Items from a data source:
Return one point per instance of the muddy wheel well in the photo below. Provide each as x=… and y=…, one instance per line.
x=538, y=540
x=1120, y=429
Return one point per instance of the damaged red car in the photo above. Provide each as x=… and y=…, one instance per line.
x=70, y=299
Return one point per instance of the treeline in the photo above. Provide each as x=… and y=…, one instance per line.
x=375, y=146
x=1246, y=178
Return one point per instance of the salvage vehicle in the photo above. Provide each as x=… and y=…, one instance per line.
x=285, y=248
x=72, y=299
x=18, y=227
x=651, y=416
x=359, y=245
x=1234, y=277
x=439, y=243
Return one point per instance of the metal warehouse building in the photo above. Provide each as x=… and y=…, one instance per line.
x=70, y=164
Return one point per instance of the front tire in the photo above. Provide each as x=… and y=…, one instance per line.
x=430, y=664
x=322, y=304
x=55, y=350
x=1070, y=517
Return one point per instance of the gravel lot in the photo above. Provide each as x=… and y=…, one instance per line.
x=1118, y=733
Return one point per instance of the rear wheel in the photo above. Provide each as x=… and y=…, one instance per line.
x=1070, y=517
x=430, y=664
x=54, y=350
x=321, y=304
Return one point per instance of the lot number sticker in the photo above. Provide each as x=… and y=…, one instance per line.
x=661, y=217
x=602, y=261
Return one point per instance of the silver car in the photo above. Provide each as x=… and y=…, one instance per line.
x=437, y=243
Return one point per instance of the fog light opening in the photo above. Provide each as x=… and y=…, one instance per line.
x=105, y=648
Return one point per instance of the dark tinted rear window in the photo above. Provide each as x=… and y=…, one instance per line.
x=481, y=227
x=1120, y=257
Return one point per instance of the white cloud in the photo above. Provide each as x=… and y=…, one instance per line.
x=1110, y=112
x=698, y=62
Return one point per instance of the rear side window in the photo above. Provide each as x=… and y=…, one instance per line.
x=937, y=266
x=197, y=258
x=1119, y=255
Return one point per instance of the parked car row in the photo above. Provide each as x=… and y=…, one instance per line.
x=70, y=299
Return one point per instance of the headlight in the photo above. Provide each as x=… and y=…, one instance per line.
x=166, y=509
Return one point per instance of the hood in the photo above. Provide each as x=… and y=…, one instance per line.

→ **Task**
Every entry must be duplicated exactly as it was written.

→ **Solution to the exercise**
Return one point per instance of the muddy wheel well in the photo below. Provide each as x=… and y=…, one instance per line.
x=538, y=540
x=1120, y=429
Return one point per instance of the damaged red car in the photo above. Provide each as x=… and y=…, one instance per line.
x=70, y=299
Return one point per instance of the treeline in the photo above. Provide each as x=… and y=…, one instance per line.
x=375, y=146
x=1246, y=178
Return one point per instance of the salvage vehicle in the photo above. Provide each as x=… and y=…, one instance per line.
x=285, y=248
x=72, y=299
x=18, y=227
x=651, y=416
x=359, y=245
x=1234, y=277
x=439, y=243
Return one point per instance of the metal warehouse building in the photo above. Provide each as x=… and y=…, one instance per line.
x=70, y=164
Return one point per instance of the front tire in the photo above. Provide each as x=… and y=…, one instance per line.
x=430, y=664
x=322, y=304
x=55, y=350
x=1070, y=517
Return one point per instance of the gravel lot in the photo above. Provide each as x=… and y=…, one instance per line.
x=1118, y=733
Return one point per instance of the rear wheel in the photo above. Provide each as x=… and y=…, one instance per line.
x=1070, y=517
x=430, y=664
x=54, y=350
x=321, y=304
Return one point per instance of the lot number sticker in the photo above. Provide each as x=… and y=…, one instance per line.
x=661, y=217
x=602, y=261
Return one point per instance of the silver car in the photo above. Provide each as x=… and y=…, one instance per line.
x=437, y=243
Return one point per instance of the fog light opening in the photo above. Provide each as x=… and y=…, one instance per line.
x=105, y=648
Return one point per instance of the dark tinted rear window in the photo above. Provide each as x=… and y=…, one instance per line.
x=481, y=227
x=1120, y=257
Return one point per instance of the white cloud in the photo above. Provide each as x=… and y=…, one instance per line.
x=1110, y=112
x=698, y=62
Return one point per instance of the rear side window in the photo above. Provide each as x=… and y=…, one instance per line.
x=937, y=266
x=197, y=258
x=1119, y=255
Return one point per instance of the parked car row in the photo above. Provide each as x=… and y=…, one instance per line.
x=70, y=299
Return one point per instance of the headlight in the photo above. Provide each as x=… and y=…, one instance per line.
x=166, y=509
Return one point per instance of the hood in the photo above. Provide each as x=… and y=…, one instance per line.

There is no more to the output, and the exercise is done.